**Supplied passage:**

If extending an olive branch means peace, no wonder Olivar Suites is a place of consummate ease and placidity. A former 18th-century olive mill, this beachfront village-style resort is dotted with olive trees – some retaining their ancient spot despite the beach bar, spa or white-and-wood-hued suites erected around them. And while olive oil is used liberally at the hotel’s Flya restaurant and in its deity-worthy spa (the Aphrodite and Apollo treatments will leave you feeling almighty), it’s two mythic heroes that take centre stage here: the sky, given space to breathe between the hotel’s low-rise suites; and the sea, which laps gently against idyllic Messonghi Beach.
Get this when you book through us:
A bottle of champagne on arrival and 15 per cent off spa treatments
Double rooms from £146.14 (€170), including tax at 13 per cent. Please note the hotel charges an additional local city tax of 0.5% per room per night on check-out.
Rates usually include breakfast. A deposit of 15 per cent is required on booking. The remaining amount is payable on check-in.
None of the rooms are specifically wheelchair-accessible, although most of the hotel and its suites are on the ground floor.
At the hotel
Public beach, spa, gym, sauna, yoga, Pilates, unheated outdoor pool. In suites: air-conditioning, WiFi, satellite TV, minibar (at extra charge), tea- and coffee-making kit, Jo Malone bath products, hairdryer, bathrobes, slippers. Some have a private pool too.
Our favourite rooms
Suites here are laid out like a small Corfiot village: cleverly arranged to ensure complete privacy; and none climbing above two storeys. Some have direct access to the beach (though none are more than a few steps away), but our pick is the Riviera Suite, with its five-metre-long first-floor window overlooking the Ionian Sea.
The 70sq m private pool is open from 10am to 6pm; there are tables here for dining with views over the Ionian Sea.
The Aegeo spa takes its influences from ancient Greek traditions: the Cretan massage employs an olive oil base, raki and orange extracts; the face massage uses avocado from Chania; the ancient Greek massage apparently borrows techniques used on athletes at the original Olympic Games. The real showstoppers here, though, are the Aphrodite and Apollo treatments, combining much of the above with international expertise to produce one mmmm-inducing package.
A copy of Gerald Durrell’s My Family and Other Animals, which recounts the British naturalist’s childhood adventures uncovering the secrets of Corfu’s flora and fauna…as well as those of his widowed mum and siblings.
The hotel opens from May until the end of October each year.
Children of any age are welcome, but there are no specific activities aimed at them; relaxation is the order of the day here. Some rooms fit an extra bed (children under 12 staying on a bed-and-breakfast rate stay free, otherwise charges apply).
As you’d expect from a newly built hotel, the structural materials – including plenty of olive wood – are locally sourced; as are at least 80 per cent of ingredients at the restaurant. Greece’s battle against single-use plastic is in full force here, too, with the hotel being plastic-free and staff taking part in beach-cleaning initiatives.
The poolside tables have the finest view of the Ionian Sea.
Opt for light, loose, white and wafty.

**Record extracts:**
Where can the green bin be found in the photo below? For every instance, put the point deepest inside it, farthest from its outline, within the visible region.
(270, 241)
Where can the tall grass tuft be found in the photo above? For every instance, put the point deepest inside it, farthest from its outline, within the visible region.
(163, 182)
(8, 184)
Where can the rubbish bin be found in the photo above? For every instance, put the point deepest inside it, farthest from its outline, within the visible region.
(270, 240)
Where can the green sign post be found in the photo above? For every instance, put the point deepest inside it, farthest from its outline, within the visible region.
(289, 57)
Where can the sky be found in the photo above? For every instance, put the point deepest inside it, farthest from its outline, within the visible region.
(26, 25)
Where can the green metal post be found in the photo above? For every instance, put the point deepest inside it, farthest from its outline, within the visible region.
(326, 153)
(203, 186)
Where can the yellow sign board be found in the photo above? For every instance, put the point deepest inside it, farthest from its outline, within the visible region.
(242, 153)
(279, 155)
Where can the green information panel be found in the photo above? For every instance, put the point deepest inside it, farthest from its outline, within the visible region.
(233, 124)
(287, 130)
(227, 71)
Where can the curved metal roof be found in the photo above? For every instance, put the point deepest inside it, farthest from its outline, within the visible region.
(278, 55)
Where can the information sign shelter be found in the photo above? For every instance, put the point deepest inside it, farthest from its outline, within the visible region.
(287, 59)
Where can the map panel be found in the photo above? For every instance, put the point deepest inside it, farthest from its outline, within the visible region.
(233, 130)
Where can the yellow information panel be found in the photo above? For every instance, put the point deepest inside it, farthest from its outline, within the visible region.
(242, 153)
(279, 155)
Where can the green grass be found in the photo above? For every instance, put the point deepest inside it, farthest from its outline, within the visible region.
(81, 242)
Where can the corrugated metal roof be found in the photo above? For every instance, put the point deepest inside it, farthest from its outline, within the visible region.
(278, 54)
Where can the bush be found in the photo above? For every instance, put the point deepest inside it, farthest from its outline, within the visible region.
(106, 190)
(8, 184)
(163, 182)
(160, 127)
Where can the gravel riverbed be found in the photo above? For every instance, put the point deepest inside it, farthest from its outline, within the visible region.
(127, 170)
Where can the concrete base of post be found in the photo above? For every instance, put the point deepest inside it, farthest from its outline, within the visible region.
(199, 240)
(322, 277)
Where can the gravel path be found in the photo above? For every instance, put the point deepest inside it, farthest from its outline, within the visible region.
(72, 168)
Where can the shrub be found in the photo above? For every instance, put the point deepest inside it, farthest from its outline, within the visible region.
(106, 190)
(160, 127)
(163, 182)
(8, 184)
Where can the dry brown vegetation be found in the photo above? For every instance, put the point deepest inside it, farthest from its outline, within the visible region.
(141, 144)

**Job A:** In the hotel description, what percentage deposit is required on booking?
**Job B:** Reproduce the hotel description verbatim between "Children of any" and "white and wafty.", inclusive.

**Complete response A:** 15 per cent

**Complete response B:**
Children of any age are welcome, but there are no specific activities aimed at them; relaxation is the order of the day here. Some rooms fit an extra bed (children under 12 staying on a bed-and-breakfast rate stay free, otherwise charges apply).
As you’d expect from a newly built hotel, the structural materials – including plenty of olive wood – are locally sourced; as are at least 80 per cent of ingredients at the restaurant. Greece’s battle against single-use plastic is in full force here, too, with the hotel being plastic-free and staff taking part in beach-cleaning initiatives.
The poolside tables have the finest view of the Ionian Sea.
Opt for light, loose, white and wafty.